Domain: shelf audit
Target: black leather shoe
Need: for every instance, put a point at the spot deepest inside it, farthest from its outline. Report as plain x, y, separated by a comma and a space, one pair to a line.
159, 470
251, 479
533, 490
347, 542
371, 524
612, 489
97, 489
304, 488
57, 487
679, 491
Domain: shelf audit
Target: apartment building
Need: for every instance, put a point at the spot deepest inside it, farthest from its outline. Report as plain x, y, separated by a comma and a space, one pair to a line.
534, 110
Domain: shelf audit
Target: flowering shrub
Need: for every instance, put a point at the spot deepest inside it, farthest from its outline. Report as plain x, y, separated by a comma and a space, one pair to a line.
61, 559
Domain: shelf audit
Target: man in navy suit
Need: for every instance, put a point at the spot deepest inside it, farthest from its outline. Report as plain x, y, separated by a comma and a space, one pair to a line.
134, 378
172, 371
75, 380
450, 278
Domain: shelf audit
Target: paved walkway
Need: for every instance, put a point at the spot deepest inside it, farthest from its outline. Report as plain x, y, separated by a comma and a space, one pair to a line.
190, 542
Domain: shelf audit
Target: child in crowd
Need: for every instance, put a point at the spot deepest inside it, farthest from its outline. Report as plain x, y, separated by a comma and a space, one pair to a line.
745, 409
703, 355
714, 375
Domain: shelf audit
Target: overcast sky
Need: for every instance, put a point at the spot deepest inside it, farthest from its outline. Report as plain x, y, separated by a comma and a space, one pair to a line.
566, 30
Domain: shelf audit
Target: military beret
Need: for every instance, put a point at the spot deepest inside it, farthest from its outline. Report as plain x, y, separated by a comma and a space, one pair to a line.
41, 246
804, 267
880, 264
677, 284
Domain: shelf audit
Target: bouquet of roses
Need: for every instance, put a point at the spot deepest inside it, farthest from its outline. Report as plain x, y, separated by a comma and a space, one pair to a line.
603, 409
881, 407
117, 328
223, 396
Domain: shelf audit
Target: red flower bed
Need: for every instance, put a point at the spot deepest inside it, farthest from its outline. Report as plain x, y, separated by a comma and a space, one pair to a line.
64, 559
━━━━━━━━
> DESCRIPTION OF THE TASK: Extract every one of the lines above that contains the word "Target", keeping each one unchanged.

> RIGHT ANSWER:
Target: black leather shoe
Target: apartment building
Target: flowering shrub
Target: man in navy suit
Target: paved walkway
Target: child in crowd
Target: overcast sky
Target: military beret
Target: bouquet of roses
Target: red flower bed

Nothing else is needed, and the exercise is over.